Problem
From the line containing "Please indicate the plant" down to the final line of the entries below, restate each line word for word and add nothing.
(The input Opens)
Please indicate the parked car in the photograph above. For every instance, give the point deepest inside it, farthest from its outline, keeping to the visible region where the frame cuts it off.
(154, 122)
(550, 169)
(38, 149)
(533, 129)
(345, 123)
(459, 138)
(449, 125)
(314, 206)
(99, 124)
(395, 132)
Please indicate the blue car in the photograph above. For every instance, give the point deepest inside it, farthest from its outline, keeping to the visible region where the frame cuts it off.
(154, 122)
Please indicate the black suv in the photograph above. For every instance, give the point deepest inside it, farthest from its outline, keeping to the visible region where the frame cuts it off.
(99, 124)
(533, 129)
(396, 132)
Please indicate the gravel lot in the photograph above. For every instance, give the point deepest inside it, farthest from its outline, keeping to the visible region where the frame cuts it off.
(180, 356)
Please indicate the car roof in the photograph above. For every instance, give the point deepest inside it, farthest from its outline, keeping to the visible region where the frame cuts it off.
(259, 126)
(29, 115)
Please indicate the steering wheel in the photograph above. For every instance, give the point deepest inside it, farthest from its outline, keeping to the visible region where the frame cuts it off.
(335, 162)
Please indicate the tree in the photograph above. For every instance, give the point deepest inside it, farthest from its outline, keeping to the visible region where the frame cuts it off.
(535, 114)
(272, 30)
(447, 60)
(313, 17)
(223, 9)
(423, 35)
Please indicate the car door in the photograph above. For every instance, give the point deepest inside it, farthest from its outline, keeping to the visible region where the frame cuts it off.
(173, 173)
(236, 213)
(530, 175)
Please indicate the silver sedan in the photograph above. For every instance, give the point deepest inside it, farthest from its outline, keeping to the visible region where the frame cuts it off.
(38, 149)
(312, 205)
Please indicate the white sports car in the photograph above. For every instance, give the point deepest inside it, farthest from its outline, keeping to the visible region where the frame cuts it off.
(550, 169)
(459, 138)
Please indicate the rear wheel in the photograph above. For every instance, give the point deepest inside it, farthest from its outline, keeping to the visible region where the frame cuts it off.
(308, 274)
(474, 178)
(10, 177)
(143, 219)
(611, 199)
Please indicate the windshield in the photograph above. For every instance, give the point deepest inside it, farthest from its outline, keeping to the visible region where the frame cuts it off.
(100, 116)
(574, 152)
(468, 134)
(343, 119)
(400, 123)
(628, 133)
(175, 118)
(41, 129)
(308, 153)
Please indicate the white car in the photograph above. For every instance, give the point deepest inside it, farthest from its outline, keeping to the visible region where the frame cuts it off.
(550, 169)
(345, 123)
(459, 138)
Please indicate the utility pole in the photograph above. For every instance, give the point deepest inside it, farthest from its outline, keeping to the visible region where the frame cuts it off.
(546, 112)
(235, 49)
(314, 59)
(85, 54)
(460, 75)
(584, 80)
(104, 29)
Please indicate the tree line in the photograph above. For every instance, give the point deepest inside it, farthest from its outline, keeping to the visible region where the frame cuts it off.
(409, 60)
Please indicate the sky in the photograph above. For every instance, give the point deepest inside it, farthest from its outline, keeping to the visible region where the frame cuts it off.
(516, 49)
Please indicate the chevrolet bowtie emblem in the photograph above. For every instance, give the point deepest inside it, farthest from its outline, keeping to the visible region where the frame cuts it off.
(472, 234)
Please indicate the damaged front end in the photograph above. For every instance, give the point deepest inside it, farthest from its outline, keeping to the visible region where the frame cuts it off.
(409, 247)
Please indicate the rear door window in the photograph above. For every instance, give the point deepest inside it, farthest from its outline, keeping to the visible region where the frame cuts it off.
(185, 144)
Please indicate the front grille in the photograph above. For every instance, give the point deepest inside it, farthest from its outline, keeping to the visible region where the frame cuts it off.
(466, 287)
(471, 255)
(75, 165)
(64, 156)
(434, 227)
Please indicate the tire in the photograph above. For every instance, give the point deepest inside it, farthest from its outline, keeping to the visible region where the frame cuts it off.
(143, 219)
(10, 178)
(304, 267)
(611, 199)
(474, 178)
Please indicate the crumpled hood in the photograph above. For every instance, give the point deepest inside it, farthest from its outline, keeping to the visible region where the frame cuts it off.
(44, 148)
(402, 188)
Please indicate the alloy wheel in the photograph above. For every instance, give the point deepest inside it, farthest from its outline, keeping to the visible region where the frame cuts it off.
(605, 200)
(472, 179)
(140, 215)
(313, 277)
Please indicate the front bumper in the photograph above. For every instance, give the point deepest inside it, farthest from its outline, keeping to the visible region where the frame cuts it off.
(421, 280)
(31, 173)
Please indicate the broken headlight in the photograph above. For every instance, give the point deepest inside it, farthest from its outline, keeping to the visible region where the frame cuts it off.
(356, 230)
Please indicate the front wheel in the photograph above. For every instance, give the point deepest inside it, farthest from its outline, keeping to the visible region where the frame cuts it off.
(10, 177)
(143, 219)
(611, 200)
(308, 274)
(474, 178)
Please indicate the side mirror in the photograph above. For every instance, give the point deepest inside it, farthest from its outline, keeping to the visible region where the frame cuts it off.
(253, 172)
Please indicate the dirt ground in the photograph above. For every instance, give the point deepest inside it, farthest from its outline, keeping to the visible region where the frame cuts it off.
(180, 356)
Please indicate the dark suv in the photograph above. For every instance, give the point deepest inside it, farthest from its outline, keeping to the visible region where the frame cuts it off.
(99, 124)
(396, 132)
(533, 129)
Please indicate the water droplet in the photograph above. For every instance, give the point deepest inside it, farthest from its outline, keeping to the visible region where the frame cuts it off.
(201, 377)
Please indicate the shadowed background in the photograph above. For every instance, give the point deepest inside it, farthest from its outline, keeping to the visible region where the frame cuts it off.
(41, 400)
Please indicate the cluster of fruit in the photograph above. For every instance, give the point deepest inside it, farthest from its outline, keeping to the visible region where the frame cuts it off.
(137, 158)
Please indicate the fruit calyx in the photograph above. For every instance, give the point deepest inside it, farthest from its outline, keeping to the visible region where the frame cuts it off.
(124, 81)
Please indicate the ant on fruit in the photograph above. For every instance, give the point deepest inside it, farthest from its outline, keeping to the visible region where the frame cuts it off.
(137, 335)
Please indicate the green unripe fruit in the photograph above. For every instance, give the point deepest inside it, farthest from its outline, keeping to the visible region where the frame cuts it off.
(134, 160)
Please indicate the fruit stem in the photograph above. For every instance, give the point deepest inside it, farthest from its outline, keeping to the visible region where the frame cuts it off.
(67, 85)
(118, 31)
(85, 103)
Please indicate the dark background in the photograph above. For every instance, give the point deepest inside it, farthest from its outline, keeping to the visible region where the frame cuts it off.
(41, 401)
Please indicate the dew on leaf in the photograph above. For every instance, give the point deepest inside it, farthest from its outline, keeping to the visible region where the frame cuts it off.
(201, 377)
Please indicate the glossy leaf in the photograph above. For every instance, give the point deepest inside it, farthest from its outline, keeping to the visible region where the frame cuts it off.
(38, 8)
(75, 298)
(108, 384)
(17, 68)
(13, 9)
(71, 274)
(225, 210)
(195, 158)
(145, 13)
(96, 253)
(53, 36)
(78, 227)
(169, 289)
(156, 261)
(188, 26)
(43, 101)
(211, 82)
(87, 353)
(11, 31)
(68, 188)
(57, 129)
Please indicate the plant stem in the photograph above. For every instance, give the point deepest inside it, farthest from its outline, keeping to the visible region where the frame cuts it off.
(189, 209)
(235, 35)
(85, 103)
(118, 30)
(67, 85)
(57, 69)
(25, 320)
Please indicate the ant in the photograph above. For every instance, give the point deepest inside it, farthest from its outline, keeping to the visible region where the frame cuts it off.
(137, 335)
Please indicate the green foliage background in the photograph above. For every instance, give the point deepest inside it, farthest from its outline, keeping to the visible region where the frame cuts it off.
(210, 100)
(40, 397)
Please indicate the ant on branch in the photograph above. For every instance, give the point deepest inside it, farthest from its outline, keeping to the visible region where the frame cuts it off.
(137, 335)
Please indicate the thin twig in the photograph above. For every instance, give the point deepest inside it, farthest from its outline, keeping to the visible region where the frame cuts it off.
(The input Closes)
Finished task
Please indicate the plant stem in the photograph above. For every instance, give the point deepest inside it, farthest from its outline, keeping to the visible region where the frame cuts it off.
(189, 209)
(235, 35)
(85, 103)
(118, 30)
(67, 85)
(57, 69)
(25, 320)
Please indicate the ant in the photograph above. For every instance, give the point deepest inside it, farthest from its outline, keeping to the visible region where the frame cuts it off.
(137, 335)
Please indicate the green foliage background in the photograph above. For every instance, give the point deepest inside it, farthest from its outline, keeping to the visible region where the frame cuts it off.
(210, 100)
(40, 397)
Please indicate the ant on branch in the photograph above. For every instance, give the point deepest inside it, farthest from its outline, keeping to the visible region where the frame cuts it off.
(137, 335)
Please indicate the thin twig in the photograph above. For every instance, give the point deepest inside it, farthest from its outline, keeping to the visible region where the frame cuts it off.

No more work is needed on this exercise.